■ PROBLEM DETAILS: Retype the tail of the data exactly, starting at the line containing "find the white brick" and stopping at the last line.

■ DATASET RECORDS:
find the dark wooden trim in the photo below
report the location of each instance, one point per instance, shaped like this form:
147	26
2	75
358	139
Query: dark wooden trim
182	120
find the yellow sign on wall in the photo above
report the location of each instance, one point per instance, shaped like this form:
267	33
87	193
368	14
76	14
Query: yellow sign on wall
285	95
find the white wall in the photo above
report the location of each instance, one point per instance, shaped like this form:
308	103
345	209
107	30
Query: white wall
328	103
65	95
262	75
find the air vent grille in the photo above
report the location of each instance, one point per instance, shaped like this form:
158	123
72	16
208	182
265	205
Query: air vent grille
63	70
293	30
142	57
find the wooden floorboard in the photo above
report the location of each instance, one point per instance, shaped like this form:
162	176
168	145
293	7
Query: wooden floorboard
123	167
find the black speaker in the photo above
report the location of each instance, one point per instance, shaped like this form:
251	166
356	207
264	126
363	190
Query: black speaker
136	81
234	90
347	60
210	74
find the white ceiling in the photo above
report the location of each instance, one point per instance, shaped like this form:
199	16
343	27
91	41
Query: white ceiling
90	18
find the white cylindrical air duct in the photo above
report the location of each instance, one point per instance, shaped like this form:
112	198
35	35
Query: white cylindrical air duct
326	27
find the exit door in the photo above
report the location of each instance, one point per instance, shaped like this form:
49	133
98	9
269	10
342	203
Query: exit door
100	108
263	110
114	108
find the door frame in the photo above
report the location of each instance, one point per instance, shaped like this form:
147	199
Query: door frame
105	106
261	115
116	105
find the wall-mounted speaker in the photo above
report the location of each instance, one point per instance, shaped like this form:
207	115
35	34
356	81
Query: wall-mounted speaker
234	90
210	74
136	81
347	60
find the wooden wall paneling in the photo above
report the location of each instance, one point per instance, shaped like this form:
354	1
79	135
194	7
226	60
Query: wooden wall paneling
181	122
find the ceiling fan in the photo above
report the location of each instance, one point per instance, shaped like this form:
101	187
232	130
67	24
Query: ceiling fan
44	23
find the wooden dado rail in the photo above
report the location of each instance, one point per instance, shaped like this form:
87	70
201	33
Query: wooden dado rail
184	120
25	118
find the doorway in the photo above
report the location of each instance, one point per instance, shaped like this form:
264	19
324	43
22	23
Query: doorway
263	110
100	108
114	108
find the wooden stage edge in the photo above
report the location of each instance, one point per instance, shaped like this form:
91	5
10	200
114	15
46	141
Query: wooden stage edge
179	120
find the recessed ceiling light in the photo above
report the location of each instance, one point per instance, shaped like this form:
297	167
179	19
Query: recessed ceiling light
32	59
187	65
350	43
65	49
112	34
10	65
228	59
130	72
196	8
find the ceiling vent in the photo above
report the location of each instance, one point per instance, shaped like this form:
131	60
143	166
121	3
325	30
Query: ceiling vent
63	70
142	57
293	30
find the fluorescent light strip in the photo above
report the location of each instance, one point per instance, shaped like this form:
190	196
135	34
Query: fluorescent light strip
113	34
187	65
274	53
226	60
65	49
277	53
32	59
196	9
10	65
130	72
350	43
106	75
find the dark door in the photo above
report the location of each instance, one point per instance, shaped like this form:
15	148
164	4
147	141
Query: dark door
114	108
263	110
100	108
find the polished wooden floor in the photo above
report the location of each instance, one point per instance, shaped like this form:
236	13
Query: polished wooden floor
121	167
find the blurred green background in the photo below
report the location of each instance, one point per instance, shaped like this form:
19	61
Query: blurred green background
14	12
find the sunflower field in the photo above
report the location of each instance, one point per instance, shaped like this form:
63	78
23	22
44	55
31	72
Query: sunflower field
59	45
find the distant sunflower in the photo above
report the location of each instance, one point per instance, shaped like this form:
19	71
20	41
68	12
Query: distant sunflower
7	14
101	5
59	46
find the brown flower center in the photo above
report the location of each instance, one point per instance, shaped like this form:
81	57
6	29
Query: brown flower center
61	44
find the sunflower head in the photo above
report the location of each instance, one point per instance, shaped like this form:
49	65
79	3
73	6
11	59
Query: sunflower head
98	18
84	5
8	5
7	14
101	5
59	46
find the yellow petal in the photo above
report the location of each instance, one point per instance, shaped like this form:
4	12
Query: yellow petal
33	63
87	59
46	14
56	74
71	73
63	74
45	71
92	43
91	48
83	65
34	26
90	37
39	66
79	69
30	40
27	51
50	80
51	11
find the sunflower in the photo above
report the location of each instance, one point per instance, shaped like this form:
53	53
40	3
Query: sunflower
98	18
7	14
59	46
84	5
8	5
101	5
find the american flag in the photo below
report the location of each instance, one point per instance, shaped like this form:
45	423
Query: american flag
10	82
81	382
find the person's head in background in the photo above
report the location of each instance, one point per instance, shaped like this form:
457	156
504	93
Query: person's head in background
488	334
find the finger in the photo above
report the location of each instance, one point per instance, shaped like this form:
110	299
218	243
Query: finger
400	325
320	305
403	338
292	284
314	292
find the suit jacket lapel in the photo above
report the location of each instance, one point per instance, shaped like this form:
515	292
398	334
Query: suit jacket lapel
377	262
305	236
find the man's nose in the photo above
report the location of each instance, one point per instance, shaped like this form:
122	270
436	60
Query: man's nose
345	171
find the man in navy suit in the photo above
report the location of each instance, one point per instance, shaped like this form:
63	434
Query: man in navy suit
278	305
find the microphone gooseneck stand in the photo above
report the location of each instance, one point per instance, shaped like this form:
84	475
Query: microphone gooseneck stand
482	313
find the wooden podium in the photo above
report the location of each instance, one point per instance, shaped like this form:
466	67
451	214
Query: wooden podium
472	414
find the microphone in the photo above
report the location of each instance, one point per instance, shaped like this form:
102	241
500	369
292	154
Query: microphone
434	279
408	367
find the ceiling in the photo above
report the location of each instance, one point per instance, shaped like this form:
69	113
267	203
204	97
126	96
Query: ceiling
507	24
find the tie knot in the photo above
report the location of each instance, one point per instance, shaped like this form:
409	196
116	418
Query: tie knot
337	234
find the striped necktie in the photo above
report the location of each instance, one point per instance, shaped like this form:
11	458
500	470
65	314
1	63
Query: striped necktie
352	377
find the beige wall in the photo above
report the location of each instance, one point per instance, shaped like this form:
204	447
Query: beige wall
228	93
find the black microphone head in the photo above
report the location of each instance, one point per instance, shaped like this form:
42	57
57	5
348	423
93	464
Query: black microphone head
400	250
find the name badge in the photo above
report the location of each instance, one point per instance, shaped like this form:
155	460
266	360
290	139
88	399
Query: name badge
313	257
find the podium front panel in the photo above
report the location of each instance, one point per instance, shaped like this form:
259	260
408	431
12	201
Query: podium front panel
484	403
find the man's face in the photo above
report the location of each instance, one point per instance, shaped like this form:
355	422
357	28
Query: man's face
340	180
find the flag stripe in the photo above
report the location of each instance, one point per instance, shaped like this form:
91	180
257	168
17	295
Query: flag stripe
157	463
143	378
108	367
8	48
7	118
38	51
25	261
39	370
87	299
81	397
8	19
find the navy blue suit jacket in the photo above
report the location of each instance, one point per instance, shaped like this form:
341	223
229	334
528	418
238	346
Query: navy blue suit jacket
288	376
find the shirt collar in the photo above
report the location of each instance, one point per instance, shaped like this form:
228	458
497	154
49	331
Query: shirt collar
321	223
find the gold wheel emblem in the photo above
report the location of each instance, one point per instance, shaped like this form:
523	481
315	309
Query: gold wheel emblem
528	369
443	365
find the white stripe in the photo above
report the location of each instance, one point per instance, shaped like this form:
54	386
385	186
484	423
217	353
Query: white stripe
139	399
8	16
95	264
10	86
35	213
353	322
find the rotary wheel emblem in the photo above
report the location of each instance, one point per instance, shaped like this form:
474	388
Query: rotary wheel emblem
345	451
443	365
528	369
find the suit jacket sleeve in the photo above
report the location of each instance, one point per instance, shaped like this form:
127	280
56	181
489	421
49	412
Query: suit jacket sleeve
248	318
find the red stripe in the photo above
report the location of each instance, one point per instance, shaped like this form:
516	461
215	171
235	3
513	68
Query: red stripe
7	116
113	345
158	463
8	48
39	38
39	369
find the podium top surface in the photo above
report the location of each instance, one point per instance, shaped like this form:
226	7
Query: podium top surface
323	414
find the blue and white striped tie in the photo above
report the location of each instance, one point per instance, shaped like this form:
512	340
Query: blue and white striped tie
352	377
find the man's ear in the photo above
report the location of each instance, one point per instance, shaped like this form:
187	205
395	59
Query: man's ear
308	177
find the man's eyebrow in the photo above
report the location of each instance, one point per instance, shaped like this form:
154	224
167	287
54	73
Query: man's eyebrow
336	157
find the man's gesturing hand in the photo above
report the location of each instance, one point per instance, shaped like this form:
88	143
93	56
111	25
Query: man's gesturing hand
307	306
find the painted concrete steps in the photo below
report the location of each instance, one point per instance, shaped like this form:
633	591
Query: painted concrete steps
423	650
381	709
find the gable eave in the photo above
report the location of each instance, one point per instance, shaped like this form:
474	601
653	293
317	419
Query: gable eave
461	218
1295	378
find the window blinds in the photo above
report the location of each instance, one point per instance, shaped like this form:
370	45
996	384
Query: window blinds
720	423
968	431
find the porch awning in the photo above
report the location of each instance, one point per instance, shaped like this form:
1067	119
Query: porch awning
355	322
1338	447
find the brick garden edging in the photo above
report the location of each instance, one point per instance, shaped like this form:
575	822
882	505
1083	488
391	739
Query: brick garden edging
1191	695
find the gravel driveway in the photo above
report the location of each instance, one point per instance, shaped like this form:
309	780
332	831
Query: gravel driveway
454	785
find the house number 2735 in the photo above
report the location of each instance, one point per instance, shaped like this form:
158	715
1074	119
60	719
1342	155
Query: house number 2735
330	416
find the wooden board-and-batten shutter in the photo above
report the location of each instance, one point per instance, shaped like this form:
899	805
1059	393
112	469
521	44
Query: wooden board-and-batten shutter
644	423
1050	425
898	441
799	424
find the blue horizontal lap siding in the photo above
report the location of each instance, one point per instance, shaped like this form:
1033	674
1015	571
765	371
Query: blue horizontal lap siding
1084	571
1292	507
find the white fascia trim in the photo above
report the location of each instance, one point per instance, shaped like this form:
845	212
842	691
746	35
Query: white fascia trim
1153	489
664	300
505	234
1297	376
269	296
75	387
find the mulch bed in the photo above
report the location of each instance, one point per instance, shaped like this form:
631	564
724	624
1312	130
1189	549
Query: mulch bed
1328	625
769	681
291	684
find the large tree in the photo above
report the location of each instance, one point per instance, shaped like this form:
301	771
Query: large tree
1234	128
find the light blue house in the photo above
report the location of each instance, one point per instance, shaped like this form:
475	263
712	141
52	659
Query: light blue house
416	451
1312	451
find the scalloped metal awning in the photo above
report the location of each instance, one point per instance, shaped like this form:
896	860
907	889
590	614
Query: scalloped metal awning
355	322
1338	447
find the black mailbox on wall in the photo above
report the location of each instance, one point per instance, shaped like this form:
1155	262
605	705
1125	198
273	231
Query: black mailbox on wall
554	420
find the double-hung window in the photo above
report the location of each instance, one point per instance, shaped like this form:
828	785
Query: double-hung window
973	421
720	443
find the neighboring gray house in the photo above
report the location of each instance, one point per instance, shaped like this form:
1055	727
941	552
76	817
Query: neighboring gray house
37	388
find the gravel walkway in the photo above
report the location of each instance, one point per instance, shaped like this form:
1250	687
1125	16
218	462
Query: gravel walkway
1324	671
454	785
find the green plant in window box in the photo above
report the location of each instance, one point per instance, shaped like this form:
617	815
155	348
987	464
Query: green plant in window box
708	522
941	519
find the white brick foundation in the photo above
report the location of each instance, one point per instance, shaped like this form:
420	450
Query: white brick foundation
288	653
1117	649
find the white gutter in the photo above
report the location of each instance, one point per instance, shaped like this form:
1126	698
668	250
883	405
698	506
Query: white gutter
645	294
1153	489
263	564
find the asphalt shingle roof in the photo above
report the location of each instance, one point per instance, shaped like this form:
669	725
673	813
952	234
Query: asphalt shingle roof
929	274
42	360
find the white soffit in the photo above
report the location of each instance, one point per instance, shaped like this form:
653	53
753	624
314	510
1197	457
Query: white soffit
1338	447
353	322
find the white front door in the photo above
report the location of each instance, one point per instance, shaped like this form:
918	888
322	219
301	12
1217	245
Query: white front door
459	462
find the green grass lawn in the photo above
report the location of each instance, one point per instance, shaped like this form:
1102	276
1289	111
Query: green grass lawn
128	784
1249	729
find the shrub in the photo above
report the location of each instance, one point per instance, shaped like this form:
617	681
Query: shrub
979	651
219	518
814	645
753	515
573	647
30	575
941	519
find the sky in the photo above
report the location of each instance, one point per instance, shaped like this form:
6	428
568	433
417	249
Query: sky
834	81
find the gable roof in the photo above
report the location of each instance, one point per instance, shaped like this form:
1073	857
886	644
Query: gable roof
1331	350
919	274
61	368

■ TASK ANSWER:
find the white brick foundation in the photo above
report the location of each instance, one point per instance, shaped like this form:
420	450
Query: white brick foundation
288	653
1117	649
find the white gutter in the photo above
report the location of each instance, one point per instance, shaped like this form:
1126	698
668	250
883	405
698	506
Query: white gutter
645	294
1153	489
263	564
find the asphalt shingle roof in the photo above
report the location of each instance, one point per instance, shaped like this form:
669	725
673	813
952	234
Query: asphalt shingle roof
929	274
42	360
find the white soffit in the photo above
report the location of each instance, one point per instance, shaped like this form:
653	53
753	624
314	510
1197	457
Query: white soffit
1338	447
353	322
find the white front door in the photo above
report the location of each instance, one point per instance, shaped like this form:
918	888
322	219
301	12
1217	245
Query: white front door
459	462
find the green grass lawn in the photo above
report the location of each instance, one point per instance, shaped like this form:
1102	276
1289	111
Query: green grass lawn
128	784
1249	729
find the shrub in the photo above
report the location of each instance, one point per instance, shaped like this form:
617	681
Query: shrub
979	651
219	518
814	645
753	515
573	647
30	575
941	519
find the sky in the photo above
report the location of each instance, one point per instance, shaped like this form:
6	428
568	433
417	249
Query: sky
834	81
find the gable roof in the photo above
report the location of each instance, one point per instance, shaped like this form:
1073	857
886	644
Query: gable roof
1331	350
919	274
61	368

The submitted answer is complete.